▸ 作業課題 1: 抜粋によると、人間ドックでの動脈硬化検査として広く行われているのは何という検査か。
▸ 作業課題 2: 抜粋の「人間ドックでの動脈硬化がわかる!【検査内容について】」から「な調べ方をするのでしょうか。」までを一字一句そのまま書き写してください。

▸ 抜粋:
人間ドックでの動脈硬化がわかる!【検査内容について】
動脈の壁の柔軟性が失われる動脈硬化は、脳梗塞やくも膜下出血、心筋梗塞、大動脈解離など命にかかわる重大な疾患の原因になるので、その兆しをできるだけ早くに発見し、早急に対策をすることが重要です。
現在では生活習慣病の予防への意識の高まりから、人間ドックで定期的に検査をしてもらう人が増えており、その一環として動脈硬化の検査を実施している病院も多いようですが、人間ドックではどんな調べ方をするのでしょうか。
人間ドックで行われている基本的な検査は?
人間ドックでの動脈硬化検査(血管年齢検査)として広く行われているのは「血管脈波検査」という検査です。血管脈検査はベッドで仰向けに5~10分程度横たわり、データを測定するだけなので、患者さんの負担が軽い簡単な検査となっています。

▸ 演習データ:
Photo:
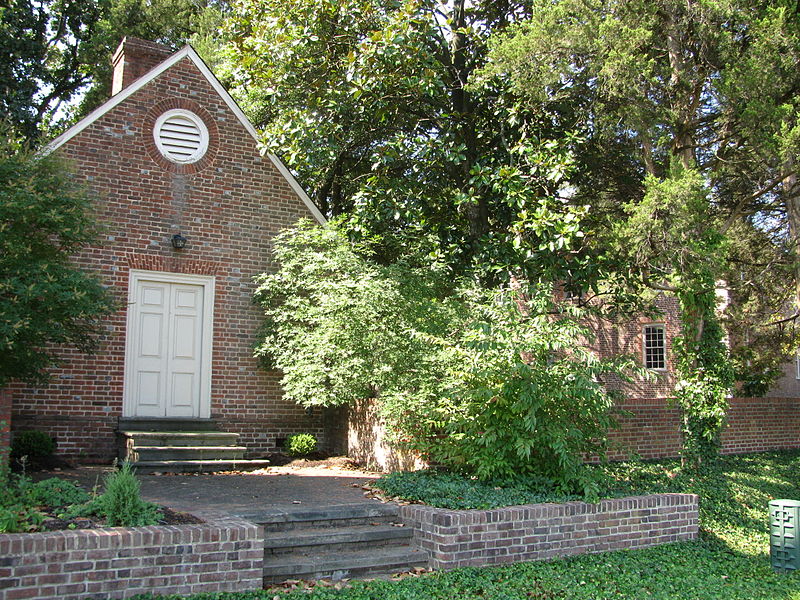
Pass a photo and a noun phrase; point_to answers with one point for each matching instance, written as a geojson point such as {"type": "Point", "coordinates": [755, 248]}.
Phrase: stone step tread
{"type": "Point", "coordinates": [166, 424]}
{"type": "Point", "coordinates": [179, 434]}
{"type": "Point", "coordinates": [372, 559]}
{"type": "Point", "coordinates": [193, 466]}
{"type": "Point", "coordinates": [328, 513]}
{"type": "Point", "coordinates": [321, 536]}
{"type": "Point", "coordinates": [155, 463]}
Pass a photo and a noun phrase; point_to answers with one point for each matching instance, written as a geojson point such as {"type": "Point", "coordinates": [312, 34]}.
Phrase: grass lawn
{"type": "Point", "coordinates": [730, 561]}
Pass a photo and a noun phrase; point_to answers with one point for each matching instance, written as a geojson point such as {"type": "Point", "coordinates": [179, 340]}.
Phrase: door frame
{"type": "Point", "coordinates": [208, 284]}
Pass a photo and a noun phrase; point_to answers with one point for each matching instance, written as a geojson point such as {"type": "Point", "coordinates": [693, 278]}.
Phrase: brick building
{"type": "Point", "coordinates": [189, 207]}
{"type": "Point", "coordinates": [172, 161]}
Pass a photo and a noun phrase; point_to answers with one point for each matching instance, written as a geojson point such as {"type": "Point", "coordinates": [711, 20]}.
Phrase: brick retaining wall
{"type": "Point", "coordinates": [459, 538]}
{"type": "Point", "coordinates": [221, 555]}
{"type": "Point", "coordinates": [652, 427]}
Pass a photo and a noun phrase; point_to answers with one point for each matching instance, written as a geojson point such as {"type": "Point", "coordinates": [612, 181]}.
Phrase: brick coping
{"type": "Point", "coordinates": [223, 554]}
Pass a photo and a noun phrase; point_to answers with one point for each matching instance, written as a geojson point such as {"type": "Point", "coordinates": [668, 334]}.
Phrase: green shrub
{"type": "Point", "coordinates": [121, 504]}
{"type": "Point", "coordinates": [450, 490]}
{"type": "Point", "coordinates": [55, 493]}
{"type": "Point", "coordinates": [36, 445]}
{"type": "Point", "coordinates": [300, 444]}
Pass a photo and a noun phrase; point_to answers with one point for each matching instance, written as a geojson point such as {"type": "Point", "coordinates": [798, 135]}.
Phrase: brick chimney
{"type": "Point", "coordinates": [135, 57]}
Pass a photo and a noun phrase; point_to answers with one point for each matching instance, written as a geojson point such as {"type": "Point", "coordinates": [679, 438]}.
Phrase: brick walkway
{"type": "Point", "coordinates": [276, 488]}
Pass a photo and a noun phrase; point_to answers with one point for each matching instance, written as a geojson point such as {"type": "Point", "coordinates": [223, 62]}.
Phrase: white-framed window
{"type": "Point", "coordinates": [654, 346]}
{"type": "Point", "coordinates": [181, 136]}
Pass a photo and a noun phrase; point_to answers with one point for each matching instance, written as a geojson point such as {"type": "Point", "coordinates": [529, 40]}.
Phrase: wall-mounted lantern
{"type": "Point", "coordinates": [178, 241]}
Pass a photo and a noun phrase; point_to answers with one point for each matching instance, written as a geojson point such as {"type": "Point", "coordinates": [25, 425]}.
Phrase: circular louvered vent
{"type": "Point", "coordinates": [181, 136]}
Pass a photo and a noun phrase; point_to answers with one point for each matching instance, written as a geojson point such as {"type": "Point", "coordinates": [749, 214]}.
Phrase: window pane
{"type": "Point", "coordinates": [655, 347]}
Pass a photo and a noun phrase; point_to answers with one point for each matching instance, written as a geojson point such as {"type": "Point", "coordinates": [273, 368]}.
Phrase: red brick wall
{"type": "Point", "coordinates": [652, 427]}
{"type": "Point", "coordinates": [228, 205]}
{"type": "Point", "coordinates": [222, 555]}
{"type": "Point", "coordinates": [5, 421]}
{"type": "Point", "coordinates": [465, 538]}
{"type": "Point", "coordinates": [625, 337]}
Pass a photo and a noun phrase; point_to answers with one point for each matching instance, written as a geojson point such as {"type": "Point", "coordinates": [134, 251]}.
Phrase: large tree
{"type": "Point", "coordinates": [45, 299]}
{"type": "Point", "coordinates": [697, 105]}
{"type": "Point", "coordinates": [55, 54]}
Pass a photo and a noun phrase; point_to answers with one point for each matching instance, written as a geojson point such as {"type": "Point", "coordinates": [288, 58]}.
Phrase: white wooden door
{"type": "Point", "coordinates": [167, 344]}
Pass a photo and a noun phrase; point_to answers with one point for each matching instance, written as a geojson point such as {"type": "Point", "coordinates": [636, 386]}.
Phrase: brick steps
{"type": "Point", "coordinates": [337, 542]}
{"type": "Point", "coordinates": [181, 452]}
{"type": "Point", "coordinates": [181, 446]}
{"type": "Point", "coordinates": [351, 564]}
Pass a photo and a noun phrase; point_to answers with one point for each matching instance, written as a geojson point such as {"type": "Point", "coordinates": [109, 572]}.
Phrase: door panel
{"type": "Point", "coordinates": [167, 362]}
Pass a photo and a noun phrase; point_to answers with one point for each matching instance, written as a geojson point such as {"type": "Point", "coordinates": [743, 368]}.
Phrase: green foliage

▸ 回答 1: 血管脈波検査。

▸ 回答 2:
人間ドックでの動脈硬化がわかる!【検査内容について】
動脈の壁の柔軟性が失われる動脈硬化は、脳梗塞やくも膜下出血、心筋梗塞、大動脈解離など命にかかわる重大な疾患の原因になるので、その兆しをできるだけ早くに発見し、早急に対策をすることが重要です。
現在では生活習慣病の予防への意識の高まりから、人間ドックで定期的に検査をしてもらう人が増えており、その一環として動脈硬化の検査を実施している病院も多いようですが、人間ドックではどんな調べ方をするのでしょうか。